Exercise requirements = Please copy all of the material below word for word, leaving out the pictures.

--

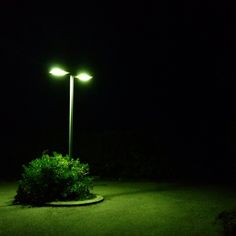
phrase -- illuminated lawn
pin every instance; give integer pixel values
(129, 208)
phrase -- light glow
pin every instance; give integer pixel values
(58, 72)
(83, 77)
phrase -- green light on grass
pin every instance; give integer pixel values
(58, 72)
(84, 77)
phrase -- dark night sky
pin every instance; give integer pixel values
(168, 68)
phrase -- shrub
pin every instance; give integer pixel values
(52, 178)
(228, 221)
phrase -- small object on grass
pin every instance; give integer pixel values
(228, 221)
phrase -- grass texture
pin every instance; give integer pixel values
(129, 208)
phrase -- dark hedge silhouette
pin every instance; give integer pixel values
(51, 178)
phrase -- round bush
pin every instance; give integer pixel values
(52, 178)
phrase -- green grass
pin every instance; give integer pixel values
(129, 208)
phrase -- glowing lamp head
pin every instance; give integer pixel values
(84, 77)
(58, 72)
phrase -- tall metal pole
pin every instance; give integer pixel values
(71, 115)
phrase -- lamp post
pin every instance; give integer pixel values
(81, 76)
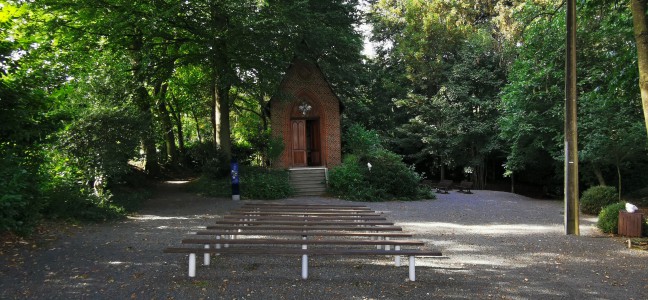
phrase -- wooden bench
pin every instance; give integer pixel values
(307, 228)
(307, 233)
(305, 223)
(303, 206)
(353, 225)
(302, 213)
(443, 186)
(464, 187)
(305, 253)
(304, 218)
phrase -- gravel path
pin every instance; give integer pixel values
(499, 245)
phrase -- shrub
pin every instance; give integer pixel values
(388, 179)
(72, 202)
(204, 157)
(360, 141)
(608, 220)
(597, 197)
(19, 192)
(255, 183)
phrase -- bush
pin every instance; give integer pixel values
(204, 157)
(255, 183)
(388, 179)
(71, 202)
(597, 197)
(19, 192)
(608, 220)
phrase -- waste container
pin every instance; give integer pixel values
(630, 224)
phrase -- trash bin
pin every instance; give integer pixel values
(630, 224)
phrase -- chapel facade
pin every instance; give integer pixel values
(305, 113)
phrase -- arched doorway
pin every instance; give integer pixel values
(305, 132)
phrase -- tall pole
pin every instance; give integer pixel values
(571, 136)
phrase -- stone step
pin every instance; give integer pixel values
(308, 181)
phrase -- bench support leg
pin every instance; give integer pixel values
(397, 258)
(192, 264)
(217, 246)
(304, 266)
(304, 261)
(412, 268)
(206, 257)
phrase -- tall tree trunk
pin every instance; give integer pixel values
(640, 25)
(224, 142)
(619, 177)
(220, 118)
(599, 176)
(167, 125)
(193, 113)
(215, 117)
(143, 101)
(177, 118)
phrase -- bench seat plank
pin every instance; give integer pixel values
(304, 223)
(304, 218)
(304, 242)
(304, 213)
(309, 233)
(306, 228)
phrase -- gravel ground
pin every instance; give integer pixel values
(499, 245)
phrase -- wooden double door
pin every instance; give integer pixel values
(306, 143)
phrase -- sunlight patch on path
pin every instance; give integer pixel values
(495, 229)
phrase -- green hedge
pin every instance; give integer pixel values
(608, 220)
(597, 197)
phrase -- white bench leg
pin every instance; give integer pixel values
(217, 246)
(192, 264)
(412, 268)
(397, 258)
(304, 266)
(206, 257)
(304, 261)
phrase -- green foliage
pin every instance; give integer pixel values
(608, 220)
(204, 157)
(102, 142)
(347, 180)
(360, 141)
(20, 202)
(596, 198)
(255, 183)
(275, 149)
(71, 202)
(388, 179)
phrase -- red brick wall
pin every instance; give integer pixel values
(305, 81)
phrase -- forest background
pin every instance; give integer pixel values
(93, 91)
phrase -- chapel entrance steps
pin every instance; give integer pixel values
(309, 181)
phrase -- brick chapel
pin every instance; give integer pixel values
(306, 114)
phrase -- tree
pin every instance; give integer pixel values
(640, 25)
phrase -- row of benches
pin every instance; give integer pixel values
(318, 229)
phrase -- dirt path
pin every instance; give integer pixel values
(500, 246)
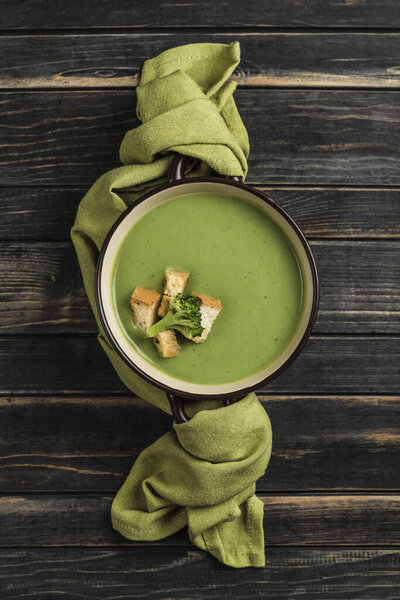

--

Complete answer =
phrase -- illuminated lawn
pin every instance; give integer pixel values
(129, 208)
phrase -- light glow
pin every instance; give integer pixel values
(58, 72)
(83, 77)
phrase -- green light on grass
pin every instance; give integer pixel values
(58, 72)
(84, 77)
phrase -- dark night sky
pin every instance; give integer pixel values
(168, 68)
phrase -- shrub
pin every instance; give integer pixel values
(52, 178)
(228, 221)
phrase -- small object on grass
pin every instance; give integer pixel values
(228, 221)
phrase -- grass texture
pin every instance; give integer pixel values
(129, 208)
phrase -- dark hedge silhouette
pin every instance; give integer pixel values
(51, 178)
phrase -- round bush
pin every instance; give integer pixel values
(52, 178)
phrase -- green grass
pin every instance; give integer pixel values
(129, 208)
phrase -- glowing lamp head
pin every instance; give integer pixel values
(84, 77)
(58, 72)
phrase -- tall metal pole
pin every instance; give integer pixel values
(71, 115)
phrase -- lamp post
pin every instance; give integer pixel values
(81, 76)
phrase -- wooden bench
pin every instance; give integer pixel values
(307, 228)
(307, 233)
(305, 223)
(303, 206)
(353, 225)
(302, 213)
(443, 186)
(464, 187)
(305, 253)
(304, 218)
phrase -- gravel path
pin every instance; give integer pixel values
(499, 245)
phrase -- shrub
pin every instance; give integer pixel values
(388, 179)
(72, 202)
(204, 157)
(360, 141)
(608, 220)
(597, 197)
(19, 192)
(255, 183)
phrase -- bush
pin every instance; give integer pixel values
(204, 157)
(255, 183)
(388, 179)
(71, 202)
(597, 197)
(19, 192)
(608, 220)
phrase -- waste container
pin every instance; give integer pixel values
(630, 224)
phrase -- trash bin
pin every instance; give integer pixel values
(630, 224)
phrase -- chapel facade
pin every instance; give integer pixel values
(305, 113)
phrase -- arched doorway
pin every instance; give integer pixel values
(305, 132)
phrase -- tall pole
pin every instance; give integer pixel values
(571, 136)
phrase -- stone step
pin every instance; give integer pixel values
(308, 181)
phrase -- bench support leg
pin every instance; give integer pixel values
(397, 258)
(192, 264)
(217, 246)
(304, 266)
(304, 261)
(412, 268)
(206, 257)
phrase -- tall tree trunk
pin every instance; give integer pixel values
(640, 25)
(224, 142)
(619, 177)
(220, 118)
(599, 176)
(167, 125)
(193, 113)
(215, 117)
(143, 101)
(177, 118)
phrase -- bench seat plank
pin every instance; give integer pixel values
(304, 223)
(304, 218)
(304, 242)
(304, 213)
(309, 233)
(306, 228)
phrase -- gravel ground
pin every instance; give integer pixel values
(499, 245)
phrase -- wooden double door
pin every instance; give integer pixel values
(306, 143)
phrase -- sunlight patch on path
pin every instance; give integer pixel values
(495, 229)
phrase -- green hedge
pin every instance; give integer pixel values
(608, 220)
(597, 197)
phrase -- white bench leg
pin every instance; give integer pixel values
(217, 246)
(192, 264)
(412, 268)
(397, 258)
(304, 266)
(206, 257)
(304, 261)
phrase -- green foliage
pin every instance; give integer pixel values
(608, 220)
(204, 157)
(102, 142)
(347, 180)
(360, 141)
(20, 202)
(596, 198)
(255, 183)
(275, 149)
(71, 202)
(388, 179)
phrase -- red brick wall
pin every instance; give integer pixel values
(305, 81)
phrase -- forest background
pin every instance; give integer pixel values
(93, 91)
phrase -- chapel entrance steps
pin every instance; give integer pixel values
(309, 181)
phrase -- brick chapel
pin every instance; give integer pixel values
(306, 114)
phrase -- tree
pin every instance; give integer pixel values
(640, 25)
phrase -- row of benches
pin every instance; give integer pixel values
(318, 229)
phrase -- dirt path
pin every instance; give integer pixel values
(500, 246)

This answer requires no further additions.